**Task directions**:
Output the lines of the entries word for word, beginning with the line that contains "the white quilted" and going through the last line of the entries. Leave the pictures out.

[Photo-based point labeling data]
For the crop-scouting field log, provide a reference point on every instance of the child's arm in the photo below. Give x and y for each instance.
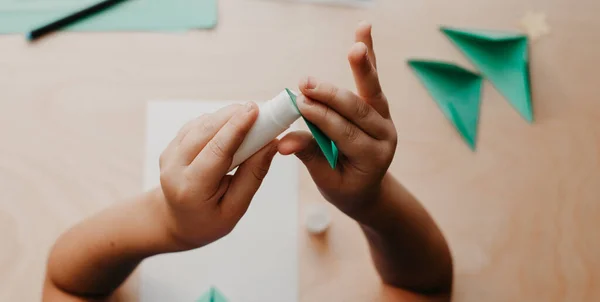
(408, 248)
(196, 204)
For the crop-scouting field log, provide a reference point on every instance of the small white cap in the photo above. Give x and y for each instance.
(317, 218)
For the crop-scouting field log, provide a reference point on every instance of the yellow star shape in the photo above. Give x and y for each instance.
(535, 25)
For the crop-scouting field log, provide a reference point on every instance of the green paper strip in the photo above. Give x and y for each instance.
(326, 145)
(141, 15)
(503, 59)
(457, 92)
(212, 295)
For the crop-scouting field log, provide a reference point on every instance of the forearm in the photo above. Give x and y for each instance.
(93, 258)
(407, 247)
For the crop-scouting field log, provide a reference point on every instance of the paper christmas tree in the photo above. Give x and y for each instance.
(457, 92)
(326, 145)
(502, 58)
(212, 295)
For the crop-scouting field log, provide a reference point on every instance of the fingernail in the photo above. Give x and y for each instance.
(248, 107)
(309, 83)
(304, 100)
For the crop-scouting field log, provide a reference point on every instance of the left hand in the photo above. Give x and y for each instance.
(360, 125)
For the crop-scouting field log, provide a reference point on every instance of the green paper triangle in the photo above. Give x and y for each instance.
(212, 295)
(326, 145)
(502, 59)
(457, 92)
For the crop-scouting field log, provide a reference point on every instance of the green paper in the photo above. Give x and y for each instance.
(212, 295)
(457, 92)
(326, 145)
(503, 59)
(18, 16)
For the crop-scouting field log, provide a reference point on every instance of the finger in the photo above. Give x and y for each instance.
(348, 105)
(367, 79)
(294, 142)
(363, 34)
(303, 145)
(196, 134)
(217, 156)
(246, 181)
(350, 139)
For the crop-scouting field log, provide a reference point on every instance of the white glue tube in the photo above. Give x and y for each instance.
(274, 117)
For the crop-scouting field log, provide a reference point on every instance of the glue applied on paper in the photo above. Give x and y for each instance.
(257, 261)
(274, 117)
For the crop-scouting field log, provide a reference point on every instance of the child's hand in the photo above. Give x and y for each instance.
(203, 203)
(360, 125)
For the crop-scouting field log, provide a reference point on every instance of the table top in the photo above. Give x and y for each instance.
(520, 214)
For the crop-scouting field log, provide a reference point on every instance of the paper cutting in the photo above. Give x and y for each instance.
(326, 145)
(502, 58)
(457, 92)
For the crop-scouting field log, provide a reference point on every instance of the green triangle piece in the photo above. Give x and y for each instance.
(457, 92)
(326, 145)
(503, 59)
(212, 295)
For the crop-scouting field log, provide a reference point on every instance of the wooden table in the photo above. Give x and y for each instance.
(520, 214)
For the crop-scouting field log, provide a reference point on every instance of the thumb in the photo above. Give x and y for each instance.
(304, 146)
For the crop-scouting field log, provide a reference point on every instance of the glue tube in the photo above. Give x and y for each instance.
(274, 117)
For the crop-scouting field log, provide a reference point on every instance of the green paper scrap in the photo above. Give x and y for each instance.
(503, 59)
(212, 295)
(326, 145)
(18, 16)
(457, 92)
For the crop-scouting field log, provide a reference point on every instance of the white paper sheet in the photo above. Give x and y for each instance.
(258, 261)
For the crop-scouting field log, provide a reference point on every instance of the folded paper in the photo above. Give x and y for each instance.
(502, 58)
(212, 295)
(326, 145)
(457, 92)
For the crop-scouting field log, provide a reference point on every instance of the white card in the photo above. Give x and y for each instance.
(258, 261)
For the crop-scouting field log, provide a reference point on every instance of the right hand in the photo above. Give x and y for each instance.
(203, 203)
(359, 123)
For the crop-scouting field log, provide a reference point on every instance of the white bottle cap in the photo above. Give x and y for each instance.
(274, 117)
(317, 218)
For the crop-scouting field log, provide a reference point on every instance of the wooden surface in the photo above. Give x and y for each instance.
(521, 214)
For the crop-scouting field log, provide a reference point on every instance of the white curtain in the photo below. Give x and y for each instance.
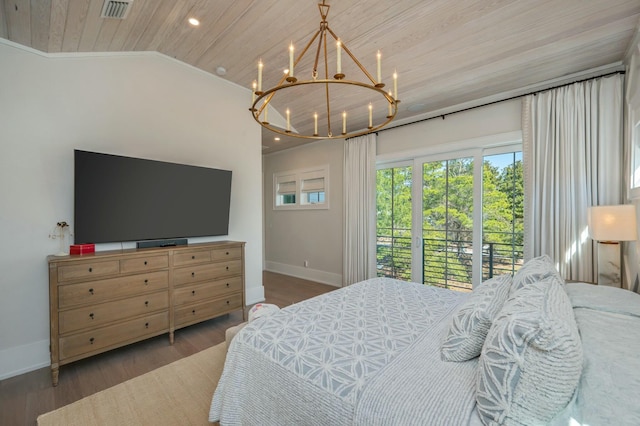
(359, 209)
(572, 143)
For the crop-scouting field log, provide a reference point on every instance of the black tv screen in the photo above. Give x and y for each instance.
(121, 199)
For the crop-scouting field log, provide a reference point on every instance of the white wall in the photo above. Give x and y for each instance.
(317, 235)
(293, 236)
(142, 105)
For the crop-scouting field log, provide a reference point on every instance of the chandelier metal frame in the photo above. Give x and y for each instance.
(263, 98)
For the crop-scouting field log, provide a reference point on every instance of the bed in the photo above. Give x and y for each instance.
(527, 349)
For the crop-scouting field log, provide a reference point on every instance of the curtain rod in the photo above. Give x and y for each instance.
(506, 99)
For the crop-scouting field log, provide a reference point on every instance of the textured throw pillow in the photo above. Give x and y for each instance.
(470, 324)
(535, 270)
(531, 361)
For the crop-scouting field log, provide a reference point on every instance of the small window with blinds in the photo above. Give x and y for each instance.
(301, 189)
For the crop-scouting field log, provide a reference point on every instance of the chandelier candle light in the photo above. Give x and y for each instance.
(369, 90)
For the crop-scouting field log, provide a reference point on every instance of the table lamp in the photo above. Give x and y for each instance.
(608, 225)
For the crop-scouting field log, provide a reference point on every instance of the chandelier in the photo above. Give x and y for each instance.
(325, 97)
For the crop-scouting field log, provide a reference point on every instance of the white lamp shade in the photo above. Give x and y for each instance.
(612, 223)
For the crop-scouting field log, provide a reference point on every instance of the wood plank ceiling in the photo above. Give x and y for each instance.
(448, 54)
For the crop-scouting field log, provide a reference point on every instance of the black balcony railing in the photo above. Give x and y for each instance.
(445, 263)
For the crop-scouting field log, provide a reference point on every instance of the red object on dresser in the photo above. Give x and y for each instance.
(82, 248)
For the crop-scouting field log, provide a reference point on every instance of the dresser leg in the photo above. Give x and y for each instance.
(54, 374)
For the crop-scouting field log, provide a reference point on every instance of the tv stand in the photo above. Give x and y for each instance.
(173, 242)
(105, 300)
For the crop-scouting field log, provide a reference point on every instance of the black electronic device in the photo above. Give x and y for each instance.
(120, 199)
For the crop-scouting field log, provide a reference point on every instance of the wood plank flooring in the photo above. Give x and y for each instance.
(23, 398)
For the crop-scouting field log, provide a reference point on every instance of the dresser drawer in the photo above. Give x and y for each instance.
(194, 313)
(191, 257)
(113, 288)
(94, 340)
(106, 313)
(208, 290)
(88, 270)
(228, 253)
(141, 264)
(207, 272)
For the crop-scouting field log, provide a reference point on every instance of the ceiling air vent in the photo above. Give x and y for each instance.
(116, 9)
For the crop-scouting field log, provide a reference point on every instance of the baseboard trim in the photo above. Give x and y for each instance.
(254, 295)
(323, 277)
(23, 359)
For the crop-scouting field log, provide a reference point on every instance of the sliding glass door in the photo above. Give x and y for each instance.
(456, 223)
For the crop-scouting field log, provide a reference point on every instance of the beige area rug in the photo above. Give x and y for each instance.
(176, 394)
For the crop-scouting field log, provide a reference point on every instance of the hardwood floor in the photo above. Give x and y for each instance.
(23, 398)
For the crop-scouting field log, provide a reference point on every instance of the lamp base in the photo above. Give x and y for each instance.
(609, 264)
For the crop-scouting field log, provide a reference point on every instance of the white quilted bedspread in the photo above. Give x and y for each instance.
(364, 354)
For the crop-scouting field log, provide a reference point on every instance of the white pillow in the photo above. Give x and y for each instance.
(470, 324)
(531, 361)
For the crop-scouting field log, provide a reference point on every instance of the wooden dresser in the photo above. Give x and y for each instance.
(106, 300)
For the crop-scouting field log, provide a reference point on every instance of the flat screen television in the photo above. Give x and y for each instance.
(118, 199)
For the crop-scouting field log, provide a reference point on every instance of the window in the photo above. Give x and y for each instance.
(302, 189)
(451, 219)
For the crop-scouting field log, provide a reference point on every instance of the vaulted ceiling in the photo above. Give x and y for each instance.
(448, 54)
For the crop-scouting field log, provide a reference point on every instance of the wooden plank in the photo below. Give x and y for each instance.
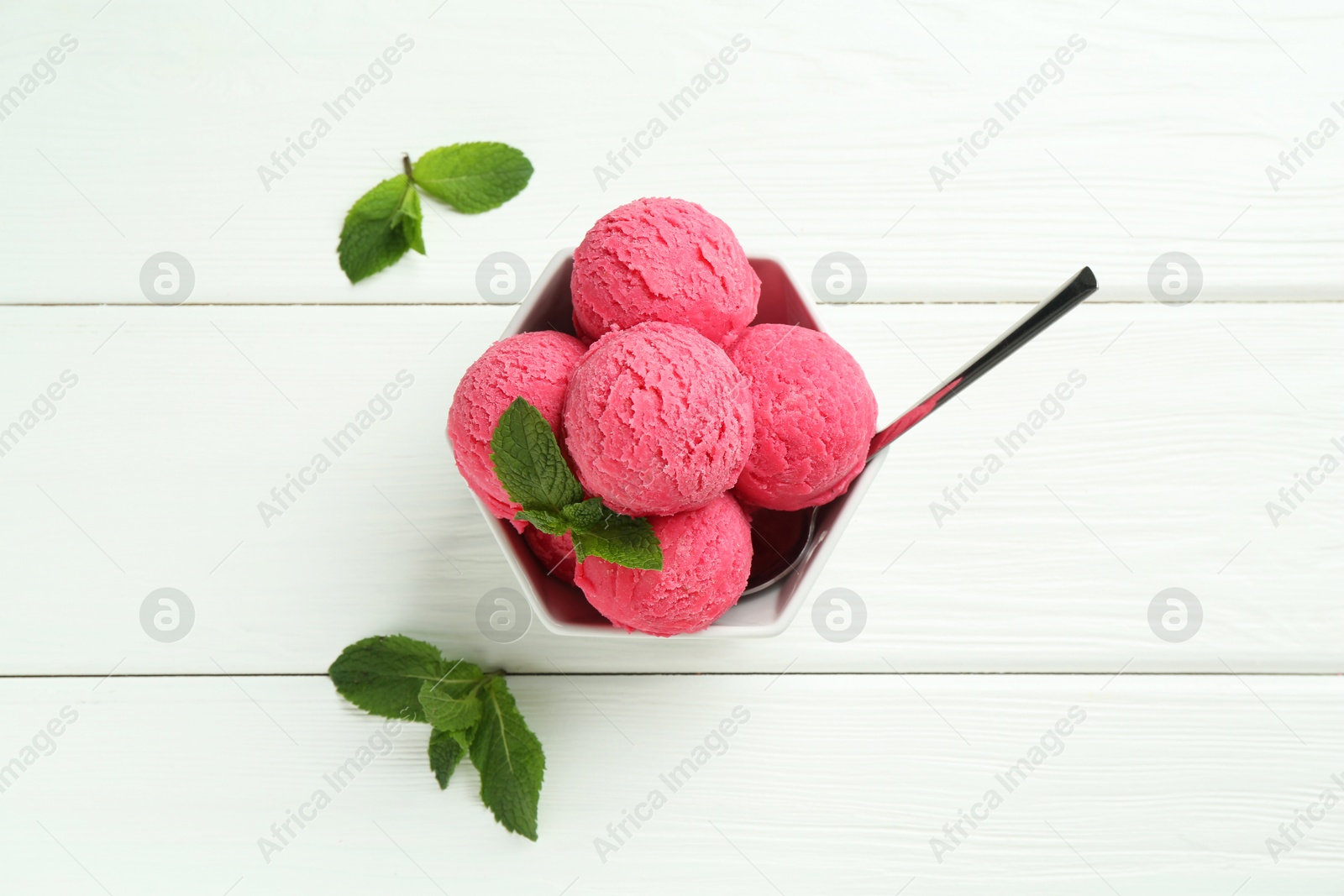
(833, 783)
(1155, 474)
(820, 137)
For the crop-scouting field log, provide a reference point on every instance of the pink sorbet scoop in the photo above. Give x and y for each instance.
(706, 560)
(813, 414)
(658, 419)
(663, 259)
(531, 365)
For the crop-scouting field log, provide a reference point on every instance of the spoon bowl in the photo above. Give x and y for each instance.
(781, 539)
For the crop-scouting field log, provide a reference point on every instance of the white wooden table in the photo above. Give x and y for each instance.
(1028, 602)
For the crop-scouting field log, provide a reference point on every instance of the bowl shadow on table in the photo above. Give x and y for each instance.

**Exercise result**:
For the crop-scouting field log, provide a reference point on every instance of the white quilted bedspread in the photo above. Give x and y for each instance.
(364, 354)
For the crop-scouting field log, provide a reference point on every instance of the white pillow in the photo above. Give x and y for each instance.
(470, 324)
(531, 361)
For the crop-scouting field log, provide a reference point on every instance of the wooden dresser in the photo above. Give x and y for each instance.
(106, 300)
For the crop-scouting field log, provide a reference point on every instance of the flat screen television in the photo above. Give x and y for each instance.
(118, 199)
For the crop-scouting field log, provide a reference point on every instance of the window in the photo above. Give x and y for each instance.
(302, 189)
(451, 219)
For the crop-scouting field log, provide a reference point on every instance of the vaulted ceiling in the photo above. Give x and y for each instance.
(448, 54)
For the crop-scouting field log, provide a reference point on every instance of the wooden plank in the photo below. Give x and y for each instance.
(833, 783)
(1155, 474)
(820, 137)
For the crop-scouting field log, provide a reference point on every instance of the pink sorbet scoop in the photo above. Give x and y for each instance.
(706, 560)
(813, 414)
(658, 419)
(663, 259)
(531, 365)
For the crop-scouting field log, provide a reference point on every instance of the spoon bowl in the photo above. Give x and y for each instance.
(781, 539)
For the crop-scouting field log, provide a reference point on every instance of the white wooden table in the photo above. Give x and y for each instance.
(1028, 602)
For the crop-scouting field log, provide a reference point on every instance of the bowl shadow on table in the photo above. Give x and y for each instance.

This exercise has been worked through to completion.